==== Records shown

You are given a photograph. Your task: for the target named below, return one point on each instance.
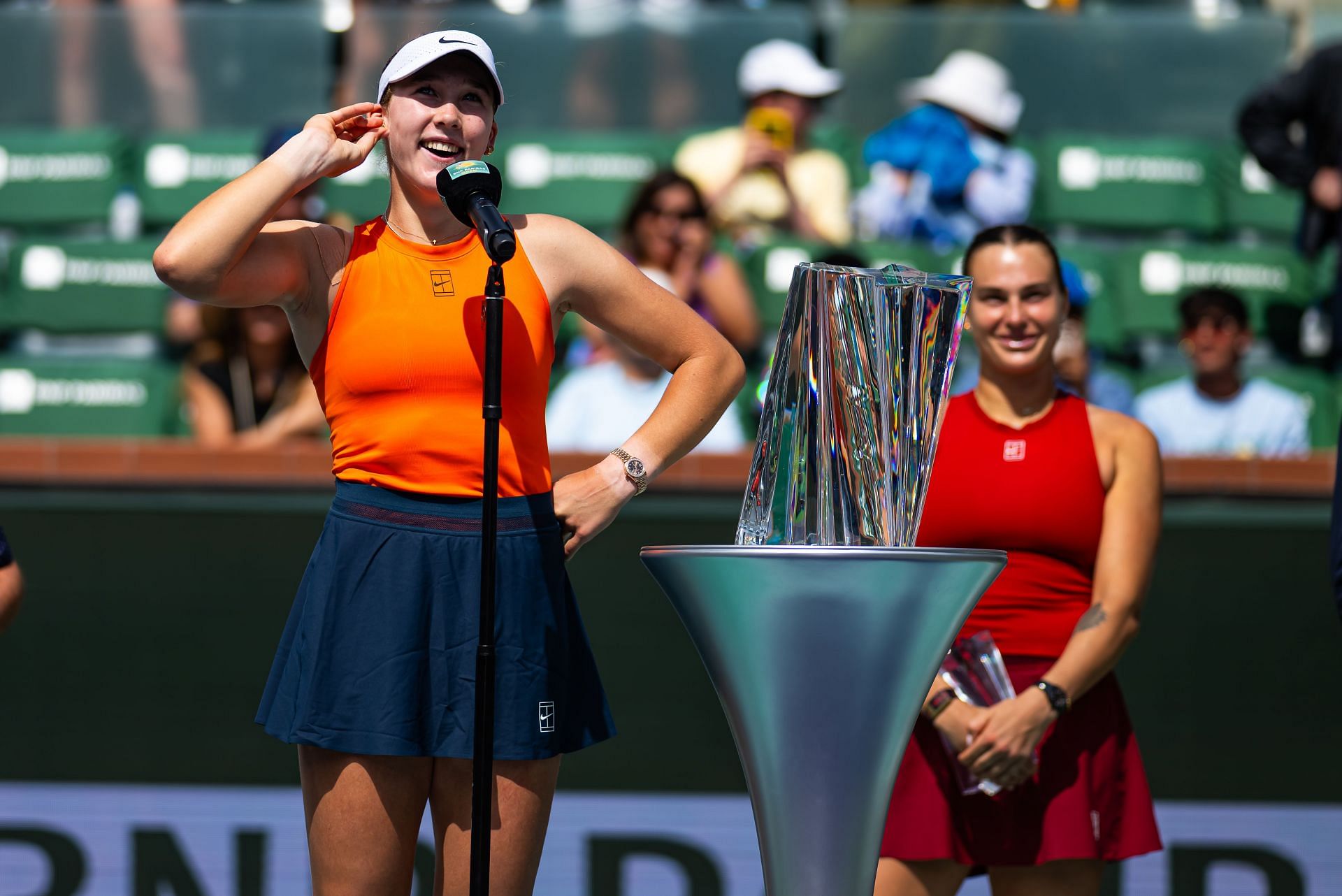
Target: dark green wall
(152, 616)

========
==== Records shown

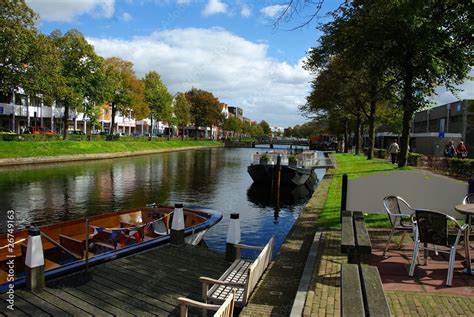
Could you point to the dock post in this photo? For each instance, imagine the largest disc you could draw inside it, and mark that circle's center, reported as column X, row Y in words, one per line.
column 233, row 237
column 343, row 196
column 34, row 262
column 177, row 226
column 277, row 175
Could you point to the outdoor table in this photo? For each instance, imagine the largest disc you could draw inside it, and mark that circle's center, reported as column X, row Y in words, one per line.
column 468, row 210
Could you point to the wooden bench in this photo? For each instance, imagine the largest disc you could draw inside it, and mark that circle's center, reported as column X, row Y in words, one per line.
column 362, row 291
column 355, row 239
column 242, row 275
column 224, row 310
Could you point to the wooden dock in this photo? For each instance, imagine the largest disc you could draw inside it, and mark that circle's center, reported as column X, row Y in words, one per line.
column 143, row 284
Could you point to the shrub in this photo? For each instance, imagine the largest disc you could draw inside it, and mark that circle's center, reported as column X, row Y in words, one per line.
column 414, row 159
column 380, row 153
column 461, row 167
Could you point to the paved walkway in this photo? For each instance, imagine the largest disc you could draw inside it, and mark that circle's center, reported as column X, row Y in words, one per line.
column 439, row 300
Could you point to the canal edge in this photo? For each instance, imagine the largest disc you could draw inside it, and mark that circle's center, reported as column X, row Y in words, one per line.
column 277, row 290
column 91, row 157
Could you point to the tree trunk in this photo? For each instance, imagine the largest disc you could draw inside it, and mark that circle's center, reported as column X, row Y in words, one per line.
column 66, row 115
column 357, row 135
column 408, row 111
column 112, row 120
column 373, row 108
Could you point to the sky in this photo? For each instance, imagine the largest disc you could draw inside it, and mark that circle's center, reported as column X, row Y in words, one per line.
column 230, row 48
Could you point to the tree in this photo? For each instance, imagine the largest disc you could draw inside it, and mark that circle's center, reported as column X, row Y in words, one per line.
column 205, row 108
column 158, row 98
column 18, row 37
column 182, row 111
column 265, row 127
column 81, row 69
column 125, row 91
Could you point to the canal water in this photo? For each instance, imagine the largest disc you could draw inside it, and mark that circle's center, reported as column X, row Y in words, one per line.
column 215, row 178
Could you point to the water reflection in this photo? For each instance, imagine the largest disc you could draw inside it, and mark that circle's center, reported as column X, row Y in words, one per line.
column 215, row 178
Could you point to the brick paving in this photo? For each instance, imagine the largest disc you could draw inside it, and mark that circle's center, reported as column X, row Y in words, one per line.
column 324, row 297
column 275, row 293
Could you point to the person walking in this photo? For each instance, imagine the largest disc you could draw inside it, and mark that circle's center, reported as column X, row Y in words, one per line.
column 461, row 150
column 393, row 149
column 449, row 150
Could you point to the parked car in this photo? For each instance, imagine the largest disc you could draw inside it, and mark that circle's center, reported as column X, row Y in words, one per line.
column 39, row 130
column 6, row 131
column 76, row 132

========

> [Work to be completed]
Copy the records word for word, beginning at the line that contains "Could you point to the brick" and stopping after the line that contains "column 449, row 150".

> [Solution to this task]
Could you point to the brick paving in this photo? For each instance, imagine the largest disc you could draw inside it, and mark that circle's center, reported as column X, row Y in words, one per line.
column 324, row 297
column 275, row 293
Could you point to the person walking in this photo? For each instance, imagine the largest disc you could draw inside it, and mark that circle's center, reported as column X, row Y in words, one per line.
column 461, row 150
column 393, row 149
column 449, row 150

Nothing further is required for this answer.